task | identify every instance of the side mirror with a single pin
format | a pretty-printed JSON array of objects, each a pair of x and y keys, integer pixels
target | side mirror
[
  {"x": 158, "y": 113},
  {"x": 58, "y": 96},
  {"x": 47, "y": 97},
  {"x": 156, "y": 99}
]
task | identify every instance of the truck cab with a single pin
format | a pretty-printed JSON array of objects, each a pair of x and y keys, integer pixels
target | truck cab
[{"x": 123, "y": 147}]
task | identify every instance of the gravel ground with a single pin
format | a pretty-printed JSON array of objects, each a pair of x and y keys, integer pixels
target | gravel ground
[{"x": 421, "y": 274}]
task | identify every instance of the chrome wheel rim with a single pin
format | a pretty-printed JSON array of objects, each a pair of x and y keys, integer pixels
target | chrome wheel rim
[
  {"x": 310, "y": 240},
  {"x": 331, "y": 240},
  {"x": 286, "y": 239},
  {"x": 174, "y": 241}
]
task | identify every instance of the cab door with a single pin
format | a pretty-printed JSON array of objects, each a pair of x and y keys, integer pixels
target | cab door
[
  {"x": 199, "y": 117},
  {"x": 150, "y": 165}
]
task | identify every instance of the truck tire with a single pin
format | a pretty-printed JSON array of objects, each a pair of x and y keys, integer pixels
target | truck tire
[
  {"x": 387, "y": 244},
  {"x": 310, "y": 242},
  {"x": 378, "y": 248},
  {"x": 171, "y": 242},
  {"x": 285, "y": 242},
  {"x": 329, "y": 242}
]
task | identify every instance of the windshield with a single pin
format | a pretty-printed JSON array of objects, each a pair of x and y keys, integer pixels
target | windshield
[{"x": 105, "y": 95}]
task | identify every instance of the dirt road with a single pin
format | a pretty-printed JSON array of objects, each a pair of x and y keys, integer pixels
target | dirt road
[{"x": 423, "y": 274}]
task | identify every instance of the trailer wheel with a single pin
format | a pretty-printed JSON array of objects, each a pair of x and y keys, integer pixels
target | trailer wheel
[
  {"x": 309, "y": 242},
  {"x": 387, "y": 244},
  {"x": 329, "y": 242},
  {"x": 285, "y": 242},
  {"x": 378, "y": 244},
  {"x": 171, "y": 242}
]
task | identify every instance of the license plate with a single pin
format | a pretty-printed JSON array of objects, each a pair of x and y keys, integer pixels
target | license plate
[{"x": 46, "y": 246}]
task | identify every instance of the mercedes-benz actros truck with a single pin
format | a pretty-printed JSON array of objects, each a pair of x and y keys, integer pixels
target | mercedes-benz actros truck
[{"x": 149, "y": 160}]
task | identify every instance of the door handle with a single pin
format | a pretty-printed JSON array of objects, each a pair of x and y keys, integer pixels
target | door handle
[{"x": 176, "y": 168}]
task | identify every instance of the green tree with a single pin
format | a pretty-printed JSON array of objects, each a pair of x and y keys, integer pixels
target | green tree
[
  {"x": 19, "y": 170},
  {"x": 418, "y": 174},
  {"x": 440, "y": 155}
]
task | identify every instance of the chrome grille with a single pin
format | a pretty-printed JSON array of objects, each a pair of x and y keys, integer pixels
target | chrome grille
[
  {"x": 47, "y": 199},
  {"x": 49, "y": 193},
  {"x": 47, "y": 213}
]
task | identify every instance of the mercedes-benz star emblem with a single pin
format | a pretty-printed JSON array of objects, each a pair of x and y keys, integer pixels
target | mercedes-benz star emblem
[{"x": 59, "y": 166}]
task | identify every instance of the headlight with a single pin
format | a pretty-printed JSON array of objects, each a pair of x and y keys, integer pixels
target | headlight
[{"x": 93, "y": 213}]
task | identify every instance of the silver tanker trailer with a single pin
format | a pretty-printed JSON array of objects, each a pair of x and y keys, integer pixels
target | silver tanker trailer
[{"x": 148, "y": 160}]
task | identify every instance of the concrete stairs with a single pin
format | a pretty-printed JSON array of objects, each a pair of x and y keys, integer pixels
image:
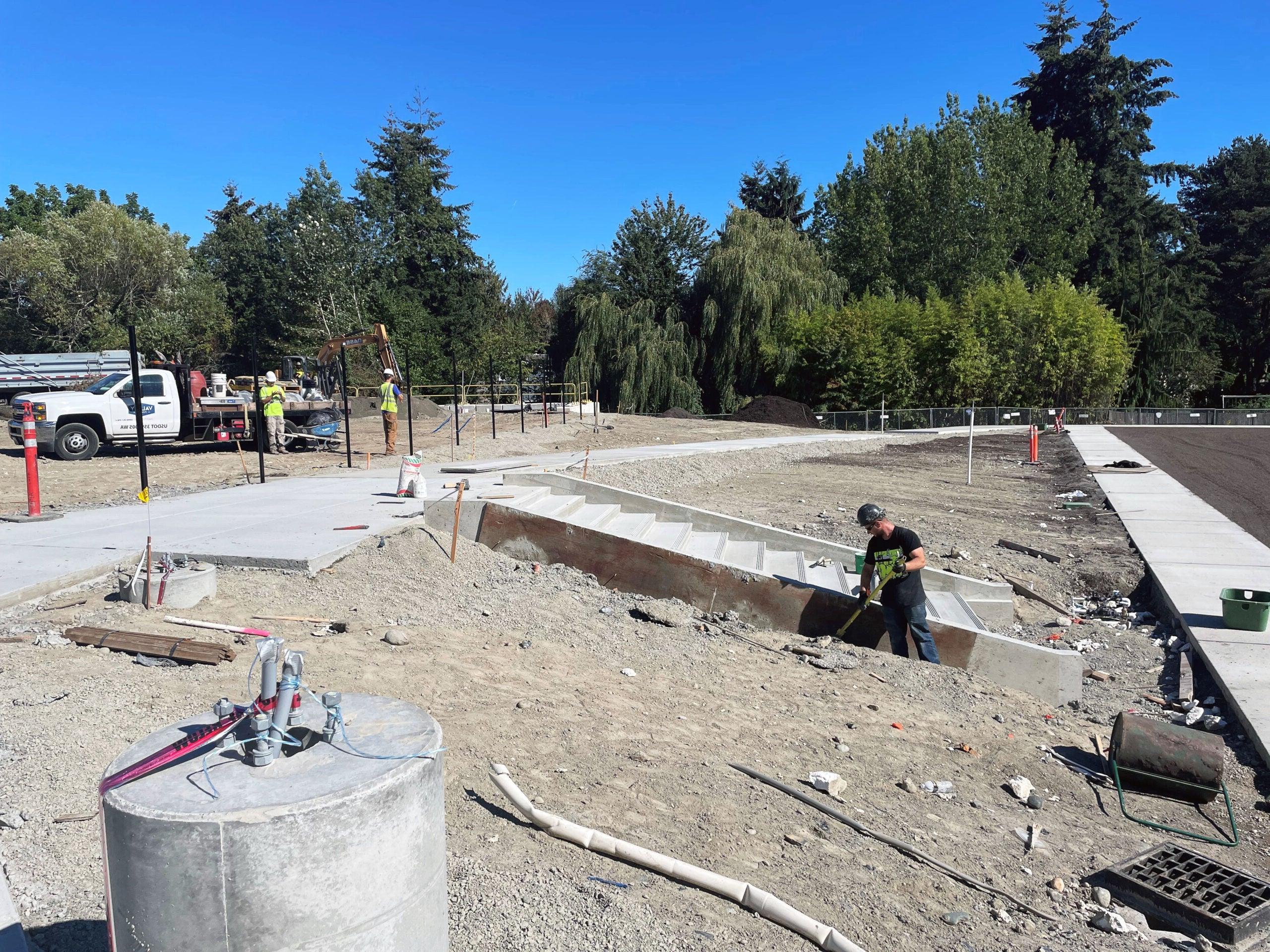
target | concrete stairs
[{"x": 582, "y": 504}]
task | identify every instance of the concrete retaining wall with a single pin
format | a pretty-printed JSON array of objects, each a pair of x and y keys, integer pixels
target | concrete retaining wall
[
  {"x": 627, "y": 565},
  {"x": 991, "y": 601}
]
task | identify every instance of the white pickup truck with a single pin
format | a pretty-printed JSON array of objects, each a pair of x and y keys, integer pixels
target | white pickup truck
[{"x": 75, "y": 424}]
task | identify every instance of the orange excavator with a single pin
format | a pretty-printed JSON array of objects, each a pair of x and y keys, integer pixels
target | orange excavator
[{"x": 324, "y": 366}]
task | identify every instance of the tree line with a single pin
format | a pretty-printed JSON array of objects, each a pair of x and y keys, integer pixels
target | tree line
[{"x": 1017, "y": 252}]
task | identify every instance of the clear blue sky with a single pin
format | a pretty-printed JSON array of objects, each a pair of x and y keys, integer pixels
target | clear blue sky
[{"x": 559, "y": 116}]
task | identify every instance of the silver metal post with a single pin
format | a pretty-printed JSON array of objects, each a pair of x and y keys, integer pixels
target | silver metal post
[
  {"x": 969, "y": 454},
  {"x": 293, "y": 667},
  {"x": 267, "y": 652}
]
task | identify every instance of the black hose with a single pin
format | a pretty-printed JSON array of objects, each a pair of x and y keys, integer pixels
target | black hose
[{"x": 897, "y": 843}]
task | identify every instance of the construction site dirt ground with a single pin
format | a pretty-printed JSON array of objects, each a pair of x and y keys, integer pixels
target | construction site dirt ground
[
  {"x": 112, "y": 476},
  {"x": 524, "y": 667}
]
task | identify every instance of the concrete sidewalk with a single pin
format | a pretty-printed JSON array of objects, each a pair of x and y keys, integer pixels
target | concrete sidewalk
[
  {"x": 1194, "y": 551},
  {"x": 287, "y": 524}
]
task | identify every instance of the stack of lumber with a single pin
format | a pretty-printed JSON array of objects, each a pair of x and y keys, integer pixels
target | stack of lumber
[{"x": 155, "y": 645}]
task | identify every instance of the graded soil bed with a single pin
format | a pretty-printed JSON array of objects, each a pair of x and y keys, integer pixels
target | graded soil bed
[{"x": 1228, "y": 468}]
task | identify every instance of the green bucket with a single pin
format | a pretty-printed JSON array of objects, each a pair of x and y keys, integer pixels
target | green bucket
[{"x": 1246, "y": 610}]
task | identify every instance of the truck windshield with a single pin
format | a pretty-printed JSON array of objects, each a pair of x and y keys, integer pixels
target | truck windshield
[{"x": 105, "y": 384}]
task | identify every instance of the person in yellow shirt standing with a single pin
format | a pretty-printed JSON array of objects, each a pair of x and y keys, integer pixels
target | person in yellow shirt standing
[
  {"x": 272, "y": 398},
  {"x": 389, "y": 395}
]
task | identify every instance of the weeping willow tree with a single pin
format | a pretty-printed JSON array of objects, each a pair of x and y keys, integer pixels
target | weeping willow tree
[
  {"x": 754, "y": 280},
  {"x": 634, "y": 362}
]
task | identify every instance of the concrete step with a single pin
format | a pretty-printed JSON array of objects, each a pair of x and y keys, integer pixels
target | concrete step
[
  {"x": 595, "y": 516},
  {"x": 633, "y": 526},
  {"x": 747, "y": 555},
  {"x": 827, "y": 577},
  {"x": 705, "y": 545},
  {"x": 557, "y": 507},
  {"x": 525, "y": 495},
  {"x": 668, "y": 535},
  {"x": 785, "y": 564}
]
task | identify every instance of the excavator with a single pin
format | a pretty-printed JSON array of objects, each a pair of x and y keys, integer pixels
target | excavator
[{"x": 324, "y": 368}]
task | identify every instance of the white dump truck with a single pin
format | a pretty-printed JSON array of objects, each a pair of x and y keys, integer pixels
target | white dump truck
[
  {"x": 27, "y": 373},
  {"x": 176, "y": 407}
]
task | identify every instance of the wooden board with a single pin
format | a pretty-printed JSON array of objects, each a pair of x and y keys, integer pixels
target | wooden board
[
  {"x": 1029, "y": 550},
  {"x": 139, "y": 643}
]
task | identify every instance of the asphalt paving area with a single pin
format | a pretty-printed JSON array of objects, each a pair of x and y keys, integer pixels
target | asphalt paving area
[{"x": 1225, "y": 466}]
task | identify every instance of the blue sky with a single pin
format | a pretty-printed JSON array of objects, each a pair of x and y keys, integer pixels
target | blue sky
[{"x": 561, "y": 116}]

────

## Objective
Starting at the line containing "task | identify every instance of the white dump" and ending at the last line of the entries, reproduce every line, requests included, and shift each pixel coordinate in the answers by adding 138 to it.

## Answer to this task
task | identify every instance of the white dump truck with a single pin
format | a pretty-printed JSON array of objects, each a pair of x and y keys, integer pixels
target | white dump truck
[
  {"x": 165, "y": 511},
  {"x": 314, "y": 545}
]
task | identify every instance of the wooden board with a single pin
format | a pretty-printed JSON array of objects, each a pair of x and y keys, integer pixels
target | wooden board
[
  {"x": 1167, "y": 688},
  {"x": 277, "y": 781}
]
task | identify every instance of the asphalt paving area with a single pin
format | a pretty-printed JSON array of objects, each a pair of x and y keys, integer pixels
target | asphalt paving area
[{"x": 1363, "y": 604}]
task | identify every instance of the blue sky with a single pin
format | a pretty-printed JSON array of objects, each a pair of x and y keys, integer pixels
target | blue sky
[{"x": 699, "y": 254}]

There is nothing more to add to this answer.